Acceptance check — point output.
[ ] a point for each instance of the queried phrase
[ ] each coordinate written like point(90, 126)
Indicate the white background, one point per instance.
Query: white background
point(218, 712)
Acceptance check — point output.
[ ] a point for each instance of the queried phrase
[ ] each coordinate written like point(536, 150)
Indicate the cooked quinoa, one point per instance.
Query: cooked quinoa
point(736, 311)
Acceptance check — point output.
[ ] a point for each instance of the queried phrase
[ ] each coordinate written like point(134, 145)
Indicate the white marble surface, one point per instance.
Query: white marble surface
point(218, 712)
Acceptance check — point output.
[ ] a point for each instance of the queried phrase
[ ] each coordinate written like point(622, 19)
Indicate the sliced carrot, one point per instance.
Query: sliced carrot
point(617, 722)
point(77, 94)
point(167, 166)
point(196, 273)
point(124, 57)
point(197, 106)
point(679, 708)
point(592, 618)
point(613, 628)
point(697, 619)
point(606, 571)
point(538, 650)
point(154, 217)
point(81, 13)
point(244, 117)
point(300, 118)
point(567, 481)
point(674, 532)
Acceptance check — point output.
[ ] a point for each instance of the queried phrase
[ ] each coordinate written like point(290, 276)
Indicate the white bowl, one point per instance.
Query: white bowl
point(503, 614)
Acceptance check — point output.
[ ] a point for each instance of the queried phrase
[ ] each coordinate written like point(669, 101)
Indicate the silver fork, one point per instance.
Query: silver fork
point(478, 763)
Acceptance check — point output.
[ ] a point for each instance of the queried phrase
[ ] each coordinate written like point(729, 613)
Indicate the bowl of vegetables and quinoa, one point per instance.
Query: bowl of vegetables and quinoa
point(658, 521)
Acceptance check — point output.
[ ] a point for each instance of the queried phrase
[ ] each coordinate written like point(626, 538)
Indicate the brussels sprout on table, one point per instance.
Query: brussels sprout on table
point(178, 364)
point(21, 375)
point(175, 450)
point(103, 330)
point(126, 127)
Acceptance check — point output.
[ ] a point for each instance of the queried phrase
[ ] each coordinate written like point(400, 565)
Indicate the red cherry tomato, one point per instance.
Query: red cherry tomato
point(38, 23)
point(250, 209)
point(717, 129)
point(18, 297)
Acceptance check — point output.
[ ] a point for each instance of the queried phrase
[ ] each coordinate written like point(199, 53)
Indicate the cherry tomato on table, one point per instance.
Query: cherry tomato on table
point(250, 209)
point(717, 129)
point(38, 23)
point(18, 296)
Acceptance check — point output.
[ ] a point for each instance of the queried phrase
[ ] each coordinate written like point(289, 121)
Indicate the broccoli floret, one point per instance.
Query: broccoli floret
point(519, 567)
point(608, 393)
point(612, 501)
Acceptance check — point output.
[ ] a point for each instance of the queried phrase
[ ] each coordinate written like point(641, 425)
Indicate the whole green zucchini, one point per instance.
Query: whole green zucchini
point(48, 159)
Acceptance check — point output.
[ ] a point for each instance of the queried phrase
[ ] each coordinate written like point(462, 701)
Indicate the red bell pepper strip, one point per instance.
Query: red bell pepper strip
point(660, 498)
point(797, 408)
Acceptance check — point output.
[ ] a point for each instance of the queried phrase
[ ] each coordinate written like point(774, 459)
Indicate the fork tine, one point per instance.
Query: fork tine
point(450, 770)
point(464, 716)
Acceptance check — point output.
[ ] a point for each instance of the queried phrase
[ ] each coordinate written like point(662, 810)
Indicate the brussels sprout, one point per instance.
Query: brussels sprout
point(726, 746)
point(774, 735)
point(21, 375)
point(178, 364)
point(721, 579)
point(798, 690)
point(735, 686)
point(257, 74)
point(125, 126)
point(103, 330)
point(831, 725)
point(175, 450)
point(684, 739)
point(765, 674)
******************************
**Directions for this task:**
Each line from the top of the material above through the line containing "[ ] each coordinate written like point(536, 150)" must be output exactly, and no other line.

**Response below:**
Acceptance check — point output.
[ ] a point for each instance of the queried phrase
[ ] each coordinate written like point(90, 126)
Indicate the white background, one point per instance.
Query: white background
point(218, 712)
Acceptance check — point output.
[ ] a point for each instance of the queried phrase
[ ] each coordinate written like point(536, 150)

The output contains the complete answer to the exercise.